# Nording Signature freehand



## TommyTree (Jan 7, 2012)

Since this forum seems to be digging the Nording Signature, I thought I'd review mine.










Appearance: Well, it looks kind of like a workhorse from a distance, but don't forget that each one is unique, based on the block of briar used. Also, keep in mind that they darken as they're smoked, which means you might not see the grain at first, but don't worry, it's there, and one day it'll just pop.

Engineering: Beautifully, made pipe on the inside as well. The large bowl makes it ideal for English tobaccos (although it can handle anything), and the stem is small, comfortable and durable. I have trouble getting a pipe cleaner into the bowl, but so far that hasn't interrupted my enjoyment of the pipe.

Smoking performance: Cool, dry and easy to smoke, which is more than I can say for some of my more expensive pipes.

Overall impressions: When I first got this pipe, I was head over heels with it, but those emotions were soon replaced with my love affair with fancy high-end pipes. I still love the beautifully-carved high-dollar works of art, but I've come again to appreciate the Nording and the idea that sometimes the briar knows better how best to make it a pipe. If you haven't gotten one yet, what are you waiting for?


----------



## Guest (Feb 7, 2012)

Great review, but darn you for adding to the stuff that I want to buy! lol


----------



## quo155 (Aug 10, 2010)

Great review Tom! I have the same pipe...but have yet to smoke mine. As soon as I get my Boars Nest (AKA Man Cave) completed...I can't wait to break it in!

Thanks for the review!!! Very informative!


----------



## LLave (Oct 21, 2011)

Sweet. I know nothing about pipes, but i really like the look of that piece.


----------



## Oldmso54 (Jul 31, 2010)

You're freaking killing me Tommy!!! First Bob (trilo) is talking about these in chat saying he's gonna get one -- Now you go and post this review and ask "What are we waiting for"???? Aye Yye yi - I'm gonna end up divorced.

Nice review though BTW! :clap2:


----------



## Hannibal (Apr 22, 2011)

Okay so what are you guys waiting for??? :lol:


----------



## Trilobyte (Sep 17, 2011)

Hmmmmm....what am I waiting for? The Nording I have feels so comfortable in my hand when smoking due to the unique shape. I love the natural briar and will get one as soon as I find one that feels as good. I know it will smoke great.


----------



## stew (Jun 20, 2011)

I never realized that Nording pipes were great pipes. Back in the winter of 2001 just before christmas I stopped in a Cigar/pipe shop in Madison Connecticut were Erik was doing promotional appearance for his pipes. I was lucky enough to purchase one of three pipes that he made on site. The pipe was of the beauty of his signature series. I bought the pipe as a Christmas gift for my father. To this day, my father says it is one of the best smoking pipes he has ever had. My father even said it is in the same catagory as the Peterson Pipe my grandfather gave to him when we immigrated to this country from Scotland in 1973. I am glad I spent the 150 on a one of a kind pipe.


----------



## szyzk (Nov 27, 2010)

Great review, Tommy! I feel exactly the same about my Sig Freehand... What I love about mine is that Erik carved a very comfortable thumbrest (on the upper-mid left of the bowl) and a pointer finger rest (along the lower right side of the bowl) into mine. It would be totally wasted on someone who holds their pipe with their right hand, and if you don't pay attention you just think it's a funky part of the already funky design - but it's totally functional.

I've also dedicated mine to Latakia mixtures. It's a great smoker!


----------



## Fuzzy (Jun 19, 2011)

Great review, Tom!

I have to say, the Danes make great pipes.


----------



## Guest (Feb 9, 2012)

I hate you Tommy! You put an idea in my head, and now look what you made me do!

http://www.cigarforums.net/forums/vb/general-pipe-forum/305856-darnit-tommy.html#post3497550


----------

========================

- _STATED PROBLEM 1_
Could you extract the part of the pipe forum thread starting at "Overall impressions: When" and ending at "you waiting for?"?
The entries that follow are unrelated to the pipe forum thread.

========================

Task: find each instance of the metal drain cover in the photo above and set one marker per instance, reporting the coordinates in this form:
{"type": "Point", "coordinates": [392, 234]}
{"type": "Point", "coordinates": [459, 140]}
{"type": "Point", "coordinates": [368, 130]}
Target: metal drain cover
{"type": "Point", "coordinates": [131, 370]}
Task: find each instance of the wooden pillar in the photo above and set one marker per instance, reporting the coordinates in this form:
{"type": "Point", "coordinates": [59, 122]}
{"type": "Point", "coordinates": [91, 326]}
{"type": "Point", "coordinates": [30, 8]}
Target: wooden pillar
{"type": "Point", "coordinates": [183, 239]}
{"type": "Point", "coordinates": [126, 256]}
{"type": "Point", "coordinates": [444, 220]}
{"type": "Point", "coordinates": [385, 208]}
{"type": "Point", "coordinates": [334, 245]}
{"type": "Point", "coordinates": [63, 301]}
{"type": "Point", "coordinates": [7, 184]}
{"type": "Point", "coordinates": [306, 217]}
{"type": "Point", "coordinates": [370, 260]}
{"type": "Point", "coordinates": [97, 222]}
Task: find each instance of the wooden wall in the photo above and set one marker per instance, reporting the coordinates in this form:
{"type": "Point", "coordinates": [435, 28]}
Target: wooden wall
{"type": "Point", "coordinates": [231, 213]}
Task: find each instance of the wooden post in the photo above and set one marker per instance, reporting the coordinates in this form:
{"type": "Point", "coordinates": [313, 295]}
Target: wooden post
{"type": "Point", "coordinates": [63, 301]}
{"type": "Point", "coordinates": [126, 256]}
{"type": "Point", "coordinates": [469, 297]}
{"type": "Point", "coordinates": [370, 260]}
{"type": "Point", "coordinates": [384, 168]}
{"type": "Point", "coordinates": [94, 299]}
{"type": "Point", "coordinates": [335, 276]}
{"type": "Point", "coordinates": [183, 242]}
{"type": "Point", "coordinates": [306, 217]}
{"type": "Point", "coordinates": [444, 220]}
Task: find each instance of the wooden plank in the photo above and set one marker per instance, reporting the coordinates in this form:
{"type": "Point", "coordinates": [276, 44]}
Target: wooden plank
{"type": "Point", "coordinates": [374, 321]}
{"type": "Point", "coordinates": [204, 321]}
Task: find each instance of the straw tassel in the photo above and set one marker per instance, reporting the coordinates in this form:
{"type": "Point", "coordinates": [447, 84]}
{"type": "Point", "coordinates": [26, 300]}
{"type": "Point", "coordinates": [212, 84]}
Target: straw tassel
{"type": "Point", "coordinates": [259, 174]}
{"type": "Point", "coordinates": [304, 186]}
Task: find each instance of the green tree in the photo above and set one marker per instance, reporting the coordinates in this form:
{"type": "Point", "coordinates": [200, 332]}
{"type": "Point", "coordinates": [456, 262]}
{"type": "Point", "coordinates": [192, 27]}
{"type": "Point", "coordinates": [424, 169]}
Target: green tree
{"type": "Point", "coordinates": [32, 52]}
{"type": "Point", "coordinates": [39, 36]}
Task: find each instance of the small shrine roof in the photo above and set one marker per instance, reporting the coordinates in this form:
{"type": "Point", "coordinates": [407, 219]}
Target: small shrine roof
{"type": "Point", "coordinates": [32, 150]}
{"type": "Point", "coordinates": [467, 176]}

========================

- _STATED PROBLEM 2_
Can you copy the entries word for word, starting at the line that contains "Task: find each instance of the green" and ending at the final line of the entries?

- _FULL OUTPUT 1_
Overall impressions: When I first got this pipe, I was head over heels with it, but those emotions were soon replaced with my love affair with fancy high-end pipes. I still love the beautifully-carved high-dollar works of art, but I've come again to appreciate the Nording and the idea that sometimes the briar knows better how best to make it a pipe. If you haven't gotten one yet, what are you waiting for?

- _FULL OUTPUT 2_
Task: find each instance of the green tree in the photo above and set one marker per instance, reporting the coordinates in this form:
{"type": "Point", "coordinates": [200, 332]}
{"type": "Point", "coordinates": [456, 262]}
{"type": "Point", "coordinates": [192, 27]}
{"type": "Point", "coordinates": [424, 169]}
Target: green tree
{"type": "Point", "coordinates": [32, 52]}
{"type": "Point", "coordinates": [39, 36]}
Task: find each instance of the small shrine roof in the photo above and set one marker per instance, reporting the coordinates in this form:
{"type": "Point", "coordinates": [407, 219]}
Target: small shrine roof
{"type": "Point", "coordinates": [32, 150]}
{"type": "Point", "coordinates": [467, 176]}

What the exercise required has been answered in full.